[Task description]:
Restate each entry below word for word, without skipping any.

(Records to use begins)

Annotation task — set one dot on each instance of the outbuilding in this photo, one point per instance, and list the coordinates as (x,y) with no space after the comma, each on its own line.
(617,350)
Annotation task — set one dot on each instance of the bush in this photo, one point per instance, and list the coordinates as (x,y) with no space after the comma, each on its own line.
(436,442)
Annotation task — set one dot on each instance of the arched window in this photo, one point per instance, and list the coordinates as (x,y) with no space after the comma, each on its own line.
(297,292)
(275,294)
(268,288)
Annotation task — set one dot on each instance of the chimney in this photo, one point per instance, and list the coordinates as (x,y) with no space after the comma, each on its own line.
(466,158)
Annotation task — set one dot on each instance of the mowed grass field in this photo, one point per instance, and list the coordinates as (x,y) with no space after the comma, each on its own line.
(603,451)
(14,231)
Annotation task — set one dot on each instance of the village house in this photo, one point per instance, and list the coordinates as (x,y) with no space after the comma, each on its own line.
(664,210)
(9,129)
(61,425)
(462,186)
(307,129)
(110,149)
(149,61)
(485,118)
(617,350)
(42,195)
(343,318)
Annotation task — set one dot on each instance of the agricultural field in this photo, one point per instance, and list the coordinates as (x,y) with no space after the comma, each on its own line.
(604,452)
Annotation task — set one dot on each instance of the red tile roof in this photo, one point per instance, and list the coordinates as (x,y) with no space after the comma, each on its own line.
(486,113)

(Records to use ends)

[Written answer]:
Annotation task — set one dot on each instance of the outbuilding in this photo, one point per instance, and list the coordinates as (x,y) with no space after the comma, each on its own line.
(617,350)
Annotation task — set one dot on each instance of the bush in this photo, one point per instance, and list the coordinates as (x,y) with no space after the comma, each on its own line.
(436,442)
Annotation task — set one dot on each instance of the arched window in this photo, one point per instance, and list the coordinates as (x,y) with no space after the comma, each on its own line.
(297,292)
(275,294)
(268,288)
Annotation task — set one dot on each instance of the chimney in this photo, one point per instance, and list the coordinates as (x,y) with no space after the comma, each on its own line.
(466,158)
Annotation task — set one dot on each instance of the mowed grass field in this photo, one point per instance, and list the coordinates as (x,y) with no space after the comma, each on its own line.
(603,451)
(14,231)
Annotation task — set one dot on each instance of the village house in this photo, one point per instance, and list the coordinates as (x,y) with no space after the comma, each on its own line.
(664,210)
(9,129)
(61,425)
(462,186)
(307,129)
(110,149)
(149,61)
(485,118)
(617,350)
(42,195)
(343,318)
Annotation task — set one dot on each instance of the agricultural field in this photo, one point per instance, and list the coordinates as (x,y) with no space after the comma, each on its own line.
(604,452)
Annotation task — set one dot on each instance of the red tile roof in this photo, one point per instance, and list the coordinates as (x,y) with no space after the comma, each on its own line.
(486,113)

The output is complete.